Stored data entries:

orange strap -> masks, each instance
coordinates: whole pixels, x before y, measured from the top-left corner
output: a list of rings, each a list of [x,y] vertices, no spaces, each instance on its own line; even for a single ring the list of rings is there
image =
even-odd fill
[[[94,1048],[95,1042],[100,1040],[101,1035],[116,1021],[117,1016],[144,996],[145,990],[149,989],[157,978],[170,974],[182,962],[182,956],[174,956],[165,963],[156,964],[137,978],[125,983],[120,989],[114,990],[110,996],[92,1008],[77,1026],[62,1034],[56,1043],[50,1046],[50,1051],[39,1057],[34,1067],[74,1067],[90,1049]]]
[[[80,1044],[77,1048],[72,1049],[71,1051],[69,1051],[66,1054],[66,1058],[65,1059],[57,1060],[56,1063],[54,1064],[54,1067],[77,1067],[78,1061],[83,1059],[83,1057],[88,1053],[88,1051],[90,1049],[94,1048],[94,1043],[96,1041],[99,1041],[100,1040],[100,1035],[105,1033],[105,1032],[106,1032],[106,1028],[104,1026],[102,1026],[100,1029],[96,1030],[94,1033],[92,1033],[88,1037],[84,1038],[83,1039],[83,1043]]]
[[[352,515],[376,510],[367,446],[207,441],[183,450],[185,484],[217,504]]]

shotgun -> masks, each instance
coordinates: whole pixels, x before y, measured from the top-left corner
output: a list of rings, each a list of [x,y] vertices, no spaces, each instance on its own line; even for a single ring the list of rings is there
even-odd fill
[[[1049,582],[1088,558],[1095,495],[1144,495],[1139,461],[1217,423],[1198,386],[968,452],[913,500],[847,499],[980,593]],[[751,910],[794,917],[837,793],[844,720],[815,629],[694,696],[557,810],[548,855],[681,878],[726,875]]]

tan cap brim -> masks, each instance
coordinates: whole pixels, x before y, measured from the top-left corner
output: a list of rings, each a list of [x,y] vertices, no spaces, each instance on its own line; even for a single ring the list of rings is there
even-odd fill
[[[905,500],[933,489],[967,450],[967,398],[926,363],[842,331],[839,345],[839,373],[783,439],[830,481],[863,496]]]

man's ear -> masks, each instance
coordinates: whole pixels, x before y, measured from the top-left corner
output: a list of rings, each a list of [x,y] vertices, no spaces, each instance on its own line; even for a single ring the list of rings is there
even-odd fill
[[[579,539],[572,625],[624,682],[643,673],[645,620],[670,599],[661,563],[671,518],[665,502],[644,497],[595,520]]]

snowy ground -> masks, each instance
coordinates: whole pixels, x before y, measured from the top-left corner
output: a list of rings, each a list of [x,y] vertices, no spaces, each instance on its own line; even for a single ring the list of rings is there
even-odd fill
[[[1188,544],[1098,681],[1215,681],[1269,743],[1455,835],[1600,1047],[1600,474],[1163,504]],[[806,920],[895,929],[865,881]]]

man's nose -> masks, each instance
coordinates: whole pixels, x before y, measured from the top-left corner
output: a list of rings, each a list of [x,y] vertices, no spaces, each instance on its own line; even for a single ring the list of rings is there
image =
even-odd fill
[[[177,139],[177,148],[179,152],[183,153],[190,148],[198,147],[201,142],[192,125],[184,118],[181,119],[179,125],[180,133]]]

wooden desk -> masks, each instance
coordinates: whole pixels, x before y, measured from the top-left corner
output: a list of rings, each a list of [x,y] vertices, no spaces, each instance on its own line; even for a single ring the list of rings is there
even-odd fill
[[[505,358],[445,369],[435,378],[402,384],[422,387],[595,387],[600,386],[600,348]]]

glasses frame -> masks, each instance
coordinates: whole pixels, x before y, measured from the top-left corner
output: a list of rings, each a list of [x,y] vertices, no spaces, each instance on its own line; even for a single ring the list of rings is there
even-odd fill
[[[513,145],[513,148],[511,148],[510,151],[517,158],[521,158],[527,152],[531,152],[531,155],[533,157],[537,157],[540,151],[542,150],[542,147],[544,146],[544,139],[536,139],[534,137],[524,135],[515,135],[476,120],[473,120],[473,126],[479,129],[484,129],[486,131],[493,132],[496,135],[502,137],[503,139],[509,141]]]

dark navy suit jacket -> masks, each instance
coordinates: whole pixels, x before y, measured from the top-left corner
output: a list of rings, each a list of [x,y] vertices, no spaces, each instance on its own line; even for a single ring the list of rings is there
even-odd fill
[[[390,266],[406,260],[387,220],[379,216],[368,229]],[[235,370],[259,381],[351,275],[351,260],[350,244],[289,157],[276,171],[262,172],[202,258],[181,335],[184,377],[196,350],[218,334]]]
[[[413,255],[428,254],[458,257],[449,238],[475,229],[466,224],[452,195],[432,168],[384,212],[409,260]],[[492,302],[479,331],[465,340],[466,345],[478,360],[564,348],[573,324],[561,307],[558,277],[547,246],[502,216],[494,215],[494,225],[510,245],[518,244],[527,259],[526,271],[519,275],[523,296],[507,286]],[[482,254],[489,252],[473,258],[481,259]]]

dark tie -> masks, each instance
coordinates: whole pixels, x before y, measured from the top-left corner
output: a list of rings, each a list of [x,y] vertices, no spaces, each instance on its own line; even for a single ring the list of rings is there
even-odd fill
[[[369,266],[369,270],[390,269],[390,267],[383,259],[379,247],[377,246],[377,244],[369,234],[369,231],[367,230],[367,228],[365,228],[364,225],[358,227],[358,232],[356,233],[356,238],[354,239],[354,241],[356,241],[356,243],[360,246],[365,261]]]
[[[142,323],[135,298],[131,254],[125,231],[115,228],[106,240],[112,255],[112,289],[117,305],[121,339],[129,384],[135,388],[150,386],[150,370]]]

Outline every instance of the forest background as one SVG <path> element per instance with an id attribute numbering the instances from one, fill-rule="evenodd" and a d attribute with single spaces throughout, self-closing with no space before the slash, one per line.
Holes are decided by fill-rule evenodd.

» **The problem**:
Scan the data above and report each line in which "rule" is present.

» **Result for this exercise**:
Outline every instance of the forest background as one SVG <path> element per instance with an id attribute numbering the instances from one, fill-rule="evenodd" and a d attribute with single spaces throughout, self-closing with no space before the slash, one per line.
Holes are decided by fill-rule evenodd.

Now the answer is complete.